■ **Work to be completed**: What comes back must be the data itself, retyped exactly.
-------- Provided data --------
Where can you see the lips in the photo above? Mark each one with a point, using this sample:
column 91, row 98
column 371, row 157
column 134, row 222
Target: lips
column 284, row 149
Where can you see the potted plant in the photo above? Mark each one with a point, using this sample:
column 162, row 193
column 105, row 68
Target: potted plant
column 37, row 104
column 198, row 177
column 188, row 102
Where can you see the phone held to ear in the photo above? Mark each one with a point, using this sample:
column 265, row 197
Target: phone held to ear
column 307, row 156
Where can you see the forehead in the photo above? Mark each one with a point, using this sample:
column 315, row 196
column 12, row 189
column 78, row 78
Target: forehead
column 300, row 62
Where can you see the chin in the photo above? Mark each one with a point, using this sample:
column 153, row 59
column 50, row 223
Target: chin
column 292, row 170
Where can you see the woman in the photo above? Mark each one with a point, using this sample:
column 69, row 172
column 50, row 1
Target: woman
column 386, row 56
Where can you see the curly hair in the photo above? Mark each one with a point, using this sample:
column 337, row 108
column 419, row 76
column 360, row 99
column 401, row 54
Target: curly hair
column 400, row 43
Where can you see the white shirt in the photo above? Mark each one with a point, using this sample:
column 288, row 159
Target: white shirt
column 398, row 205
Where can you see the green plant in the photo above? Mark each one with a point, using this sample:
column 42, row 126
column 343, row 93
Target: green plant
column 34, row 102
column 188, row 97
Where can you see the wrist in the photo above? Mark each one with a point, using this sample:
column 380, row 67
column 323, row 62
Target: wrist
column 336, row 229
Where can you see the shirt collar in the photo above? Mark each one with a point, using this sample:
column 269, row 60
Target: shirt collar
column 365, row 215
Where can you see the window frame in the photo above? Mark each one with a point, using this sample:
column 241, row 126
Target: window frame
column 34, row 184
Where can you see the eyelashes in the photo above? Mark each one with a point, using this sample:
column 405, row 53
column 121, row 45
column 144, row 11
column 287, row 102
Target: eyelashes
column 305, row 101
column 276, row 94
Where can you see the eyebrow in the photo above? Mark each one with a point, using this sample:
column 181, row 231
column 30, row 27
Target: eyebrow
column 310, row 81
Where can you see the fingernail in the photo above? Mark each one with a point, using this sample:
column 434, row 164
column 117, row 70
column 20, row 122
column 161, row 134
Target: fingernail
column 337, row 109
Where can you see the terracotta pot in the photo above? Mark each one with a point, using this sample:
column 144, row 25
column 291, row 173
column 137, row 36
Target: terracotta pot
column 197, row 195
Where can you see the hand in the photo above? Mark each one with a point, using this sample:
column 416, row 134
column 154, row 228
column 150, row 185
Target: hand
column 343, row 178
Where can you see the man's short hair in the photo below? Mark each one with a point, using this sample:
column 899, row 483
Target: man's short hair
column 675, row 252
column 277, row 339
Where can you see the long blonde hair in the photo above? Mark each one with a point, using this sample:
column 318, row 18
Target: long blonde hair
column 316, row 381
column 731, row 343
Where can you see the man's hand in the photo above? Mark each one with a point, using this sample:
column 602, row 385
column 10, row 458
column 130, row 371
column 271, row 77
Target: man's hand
--------
■ **Expected output**:
Where can you see the lips in the photo above? Mark each one with a point, using this sample:
column 91, row 98
column 371, row 157
column 134, row 222
Target: lips
column 284, row 149
Where can you see the potted plant in the photo above? Mark each one with a point, using this sample:
column 162, row 193
column 105, row 68
Target: potted plant
column 37, row 104
column 198, row 177
column 188, row 102
Where can you see the phone held to ear in the photo above? Mark each one with a point, using this sample:
column 265, row 197
Target: phone held to ear
column 307, row 156
Where can you see the forehead in the photo above? Mark each one with a point, using this sample:
column 315, row 196
column 12, row 189
column 78, row 78
Target: forehead
column 300, row 62
Where can you see the chin in the photo above? Mark each one with a point, using this sample:
column 153, row 59
column 50, row 223
Target: chin
column 292, row 170
Where can you see the woman in the photo above? Mark each one with a point, using this sample:
column 69, row 172
column 50, row 1
Target: woman
column 386, row 56
Where can you see the curly hair in the photo above? Mark each one with a point, using this sample:
column 337, row 108
column 419, row 76
column 360, row 99
column 401, row 54
Target: curly hair
column 400, row 43
Where can you see the white shirt in the photo above? Mark each one with a point, using this sample:
column 288, row 159
Target: white shirt
column 398, row 205
Where can you see the green plant in the photo above? Mark each one with a point, using this sample:
column 42, row 126
column 343, row 93
Target: green plant
column 34, row 102
column 188, row 97
Where can you see the wrist in the photo above? Mark each one with a point, using this sample:
column 380, row 67
column 323, row 62
Target: wrist
column 336, row 229
Where can you see the shirt collar in the photo above? Mark each one with a point, using this sample:
column 269, row 60
Target: shirt collar
column 365, row 215
Where can you see the window frame in the photo above? Mark each one with a point, using this sample:
column 241, row 126
Target: window frame
column 34, row 184
Where can you see the eyelashes in the photo above? Mark each one with a point, using this sample:
column 405, row 53
column 121, row 45
column 144, row 11
column 287, row 102
Target: eyelashes
column 305, row 101
column 276, row 94
Where can you see the eyebrow in the photo above? Mark each one with a point, using this sample:
column 181, row 231
column 30, row 27
Target: eyebrow
column 310, row 81
Where can you see the fingernail in the photo above? Mark each one with a point, using this sample:
column 434, row 164
column 117, row 70
column 20, row 122
column 161, row 134
Target: fingernail
column 337, row 109
Where can you see the terracotta pot in the photo above? Mark each one with a point, using this sample:
column 144, row 25
column 291, row 173
column 137, row 36
Target: terracotta pot
column 197, row 195
Where can you see the hand in the photo above? Mark each one with a point, using this sample:
column 416, row 134
column 154, row 228
column 150, row 185
Target: hand
column 343, row 178
Where can you see the man's short hair in the photo below? Mark each one with a point, using this sample:
column 899, row 483
Target: man's short hair
column 675, row 252
column 277, row 339
Where can you see the long blonde hair in the photo above? Mark each one with a point, using this sample:
column 318, row 18
Target: long blonde hair
column 316, row 381
column 731, row 343
Where can you see the man's hand in the photo above? Mark each one with a point, using this sample:
column 602, row 385
column 10, row 458
column 130, row 371
column 271, row 77
Target: man's hand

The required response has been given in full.